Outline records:
►

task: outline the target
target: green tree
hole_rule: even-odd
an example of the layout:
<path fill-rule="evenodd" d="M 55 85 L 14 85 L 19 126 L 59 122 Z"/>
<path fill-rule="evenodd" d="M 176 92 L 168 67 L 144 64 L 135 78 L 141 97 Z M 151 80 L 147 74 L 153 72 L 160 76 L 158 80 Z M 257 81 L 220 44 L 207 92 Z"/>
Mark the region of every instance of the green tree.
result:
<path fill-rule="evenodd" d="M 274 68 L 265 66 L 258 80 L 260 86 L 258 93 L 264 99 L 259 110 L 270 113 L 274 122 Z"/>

◄

◆ AIM
Extract each line from the listing above, please, and repeat it exactly.

◆ WRITTEN RESPONSE
task: outline the target
target: green tree
hole_rule: even-odd
an example of the layout:
<path fill-rule="evenodd" d="M 55 85 L 14 85 L 19 126 L 59 122 Z"/>
<path fill-rule="evenodd" d="M 176 92 L 168 67 L 144 64 L 135 78 L 141 97 Z M 151 80 L 147 74 L 153 72 L 160 76 L 158 80 Z M 257 81 L 220 44 L 207 92 Z"/>
Mark the region of every instance of the green tree.
result:
<path fill-rule="evenodd" d="M 274 68 L 265 66 L 258 80 L 260 86 L 258 93 L 264 99 L 259 110 L 270 113 L 274 122 Z"/>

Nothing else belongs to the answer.